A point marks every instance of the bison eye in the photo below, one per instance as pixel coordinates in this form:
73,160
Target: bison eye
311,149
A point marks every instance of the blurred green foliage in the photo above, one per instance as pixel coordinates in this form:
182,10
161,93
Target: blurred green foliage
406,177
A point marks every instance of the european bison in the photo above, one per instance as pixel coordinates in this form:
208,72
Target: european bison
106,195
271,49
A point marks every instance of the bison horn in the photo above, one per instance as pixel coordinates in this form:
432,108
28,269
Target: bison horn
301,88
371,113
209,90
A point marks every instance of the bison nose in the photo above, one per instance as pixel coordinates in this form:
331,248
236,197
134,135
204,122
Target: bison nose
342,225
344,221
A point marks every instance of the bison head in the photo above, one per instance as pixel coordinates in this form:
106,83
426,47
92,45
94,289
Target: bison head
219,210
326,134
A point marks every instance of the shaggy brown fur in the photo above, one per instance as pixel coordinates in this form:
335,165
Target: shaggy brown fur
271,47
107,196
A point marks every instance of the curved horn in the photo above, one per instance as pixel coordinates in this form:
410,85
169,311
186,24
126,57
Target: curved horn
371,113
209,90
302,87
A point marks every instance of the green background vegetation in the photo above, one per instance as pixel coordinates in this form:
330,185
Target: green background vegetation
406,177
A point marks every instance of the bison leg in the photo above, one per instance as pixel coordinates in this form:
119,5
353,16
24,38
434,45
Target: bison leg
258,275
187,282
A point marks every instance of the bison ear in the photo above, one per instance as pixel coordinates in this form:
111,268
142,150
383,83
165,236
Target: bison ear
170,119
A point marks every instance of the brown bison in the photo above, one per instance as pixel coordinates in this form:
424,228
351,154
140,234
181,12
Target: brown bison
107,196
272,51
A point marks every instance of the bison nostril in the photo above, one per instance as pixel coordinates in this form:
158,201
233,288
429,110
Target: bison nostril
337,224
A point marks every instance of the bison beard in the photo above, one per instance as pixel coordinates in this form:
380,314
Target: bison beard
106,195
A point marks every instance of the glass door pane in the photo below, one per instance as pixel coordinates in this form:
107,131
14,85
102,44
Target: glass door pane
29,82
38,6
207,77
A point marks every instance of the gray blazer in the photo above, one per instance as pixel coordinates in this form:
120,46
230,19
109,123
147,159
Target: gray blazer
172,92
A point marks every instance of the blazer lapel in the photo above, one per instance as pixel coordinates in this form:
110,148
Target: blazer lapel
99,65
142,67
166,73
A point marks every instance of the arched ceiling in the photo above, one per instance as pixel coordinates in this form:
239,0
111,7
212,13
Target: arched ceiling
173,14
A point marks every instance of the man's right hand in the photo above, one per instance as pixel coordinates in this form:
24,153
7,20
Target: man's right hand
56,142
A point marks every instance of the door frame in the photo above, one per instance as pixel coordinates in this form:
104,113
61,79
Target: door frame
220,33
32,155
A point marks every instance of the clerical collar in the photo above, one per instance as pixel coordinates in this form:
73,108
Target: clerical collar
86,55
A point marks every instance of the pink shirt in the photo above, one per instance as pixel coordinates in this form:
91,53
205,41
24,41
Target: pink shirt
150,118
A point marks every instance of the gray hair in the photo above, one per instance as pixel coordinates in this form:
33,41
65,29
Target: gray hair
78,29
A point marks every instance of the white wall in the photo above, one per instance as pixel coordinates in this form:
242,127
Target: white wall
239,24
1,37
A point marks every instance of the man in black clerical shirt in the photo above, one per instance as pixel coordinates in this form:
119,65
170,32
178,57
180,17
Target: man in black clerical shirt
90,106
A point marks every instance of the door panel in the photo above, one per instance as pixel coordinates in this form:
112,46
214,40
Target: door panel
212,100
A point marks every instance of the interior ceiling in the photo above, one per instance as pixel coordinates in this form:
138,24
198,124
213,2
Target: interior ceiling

Your goal :: Please copy out every one of the rows above, replacing "pixel coordinates" with "x,y positions" wherever it occurs and leaving everything else untouched.

Exercise response ::
A point marks every instance of the bison eye in the photo below, one per instance as x,y positions in this form:
73,160
Target: bison eye
311,149
A point marks every instance of the blurred green foliage in the photo above, one per instance as x,y positions in this form:
182,10
161,93
Target: blurred green foliage
406,177
A point marks every instance of the european bison in the photo above, one per instance as x,y positions in this form:
208,72
Target: european bison
106,195
271,49
A point marks every instance of the bison horn in the photo above, one per instance as x,y positions in this form:
432,108
28,269
Target: bison horn
301,88
371,113
209,90
A point marks every instance of the bison nose in the photo above, one per instance as x,y positions in this form:
331,248
236,197
134,135
204,122
Target: bison nose
342,225
344,221
A point marks every instance of the bison head in the photo above, one per instance as x,y positions in this form:
106,83
426,47
92,45
94,289
Target: bison head
219,210
326,134
A point marks every instance of the shaggy brown fur in the photo above, one per instance as x,y positions in this form:
335,165
Target: shaggy brown fur
271,47
107,196
A point marks every instance of the curved horn in the photo above, one per instance as x,y positions in this form:
410,85
169,311
186,24
126,57
Target: curved horn
371,113
209,90
302,87
A point marks every instance of the green background vegetation in the photo above, one per instance as x,y positions in this form:
330,185
Target: green background vegetation
406,177
A point marks every instance of the bison leg in the photo above, one per instance as x,y positions in this form:
119,5
353,16
24,38
434,45
Target: bison leg
258,275
187,282
A point marks every instance of the bison ear in the photo above, one per instance as x,y positions in this form:
111,268
142,150
383,83
165,236
Target: bison ear
170,119
A point marks every instance of the brown bison in the photo above, one per instance as x,y positions in this form:
424,228
351,154
140,234
181,12
Target: brown bison
107,196
272,51
A point marks every instance of the bison nostril in the photo above, one per instance as x,y positions in this form:
158,201
233,288
429,110
Target: bison nostril
337,224
A point marks every instance of the bison beard in the photo above, one per instance as x,y positions in this form:
380,314
Target: bison beard
106,195
A point marks every instance of the glass door pane in the photo below, one per instance as x,y positions in this form:
107,131
14,85
102,44
Target: glass door pane
29,82
38,6
207,77
A point marks every instance of the gray blazer in the photo above, one per instance as x,y positions in this form:
120,46
230,19
109,123
147,159
Target: gray blazer
172,92
A point marks every instance of the blazer lapel in the photo above, one per instance as x,y positions in this form:
110,148
Target: blazer lapel
99,65
142,67
166,73
A point marks every instance of the arched ceiling in the photo above, one per instance as x,y positions in this form:
239,0
111,7
212,13
Target: arched ceiling
173,14
A point marks every instance of the man's right hand in the photo above, one per instance as x,y positions in this form:
24,153
7,20
Target: man's right hand
56,142
A point marks every instance of the door frame in the photo above, one per instance as x,y positions in this form:
104,113
61,79
Target: door frame
220,33
32,155
A point marks every instance of the clerical collar in the photo above, one per instance as x,y positions in this form:
73,108
Target: clerical collar
86,55
A point marks every instance of the pink shirt in the photo above, one per instance as x,y positions in this form:
91,53
205,41
24,41
Target: pink shirt
150,118
A point marks every instance of the gray hair in the photo above, one per instance as x,y positions in this form:
33,41
65,29
Target: gray hair
78,29
A point marks every instance of the white wall in the photo above, one per instance as x,y positions in this form:
242,127
Target: white wall
239,24
1,37
A point marks every instance of the man in black clerical shirt in the photo above, one per instance as x,y positions in this form:
119,65
170,32
178,57
180,17
Target: man in black clerical shirt
90,106
A point marks every instance of the door panel in the photo above, one per instance as x,y positions in this form:
112,46
214,40
Target: door panel
212,100
A point marks every instance of the interior ceiling in the photo above, one per instance as x,y positions in this form:
138,24
198,124
213,2
Target: interior ceiling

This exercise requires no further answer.